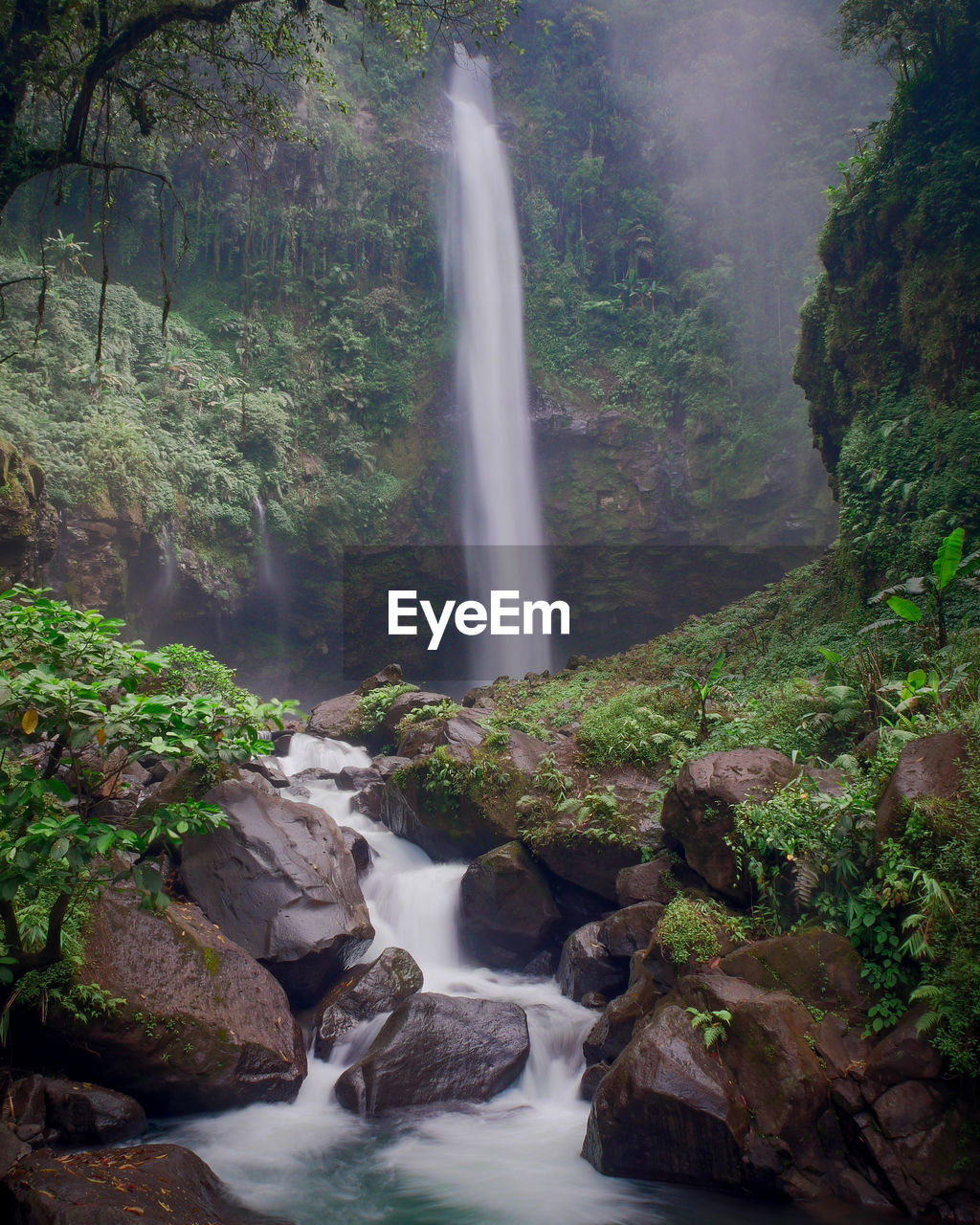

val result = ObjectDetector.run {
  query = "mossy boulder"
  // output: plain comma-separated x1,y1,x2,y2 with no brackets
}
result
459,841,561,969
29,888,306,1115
* * *
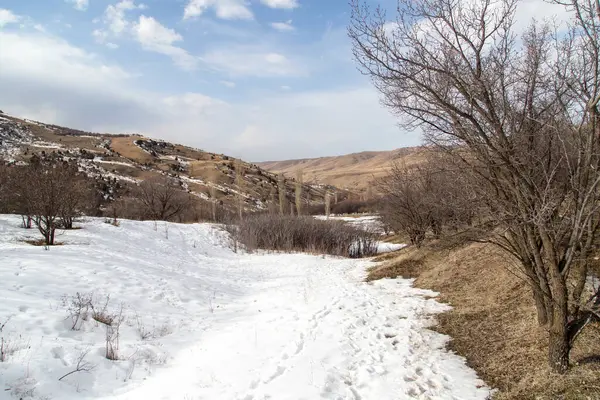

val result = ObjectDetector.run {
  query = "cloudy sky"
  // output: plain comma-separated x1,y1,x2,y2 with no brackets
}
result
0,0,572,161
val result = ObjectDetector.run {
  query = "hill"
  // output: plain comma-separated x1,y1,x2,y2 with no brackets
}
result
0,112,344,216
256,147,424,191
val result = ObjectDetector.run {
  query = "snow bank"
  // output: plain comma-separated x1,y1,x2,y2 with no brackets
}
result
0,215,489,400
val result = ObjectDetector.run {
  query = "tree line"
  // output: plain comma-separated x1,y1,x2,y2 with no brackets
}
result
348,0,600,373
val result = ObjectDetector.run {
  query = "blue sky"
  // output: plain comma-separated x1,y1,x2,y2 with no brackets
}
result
--
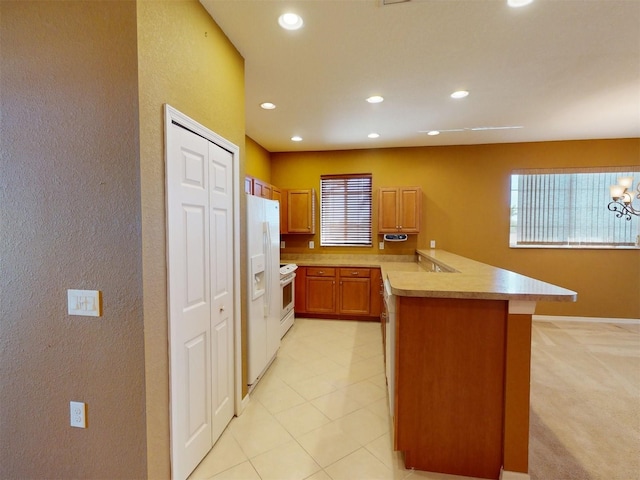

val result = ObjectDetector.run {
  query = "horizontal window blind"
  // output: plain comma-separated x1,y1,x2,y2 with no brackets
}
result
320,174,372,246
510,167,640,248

## EXERCISE:
Display each line in the entries above that includes the word "query".

## RESPONSE TO THE TASK:
  query = "mossy boulder"
  query = "cloudy sky"
  query = "hill"
  query = "snow bank"
  query = "tree line"
  query = "blue sky"
  query = "horizontal window blind"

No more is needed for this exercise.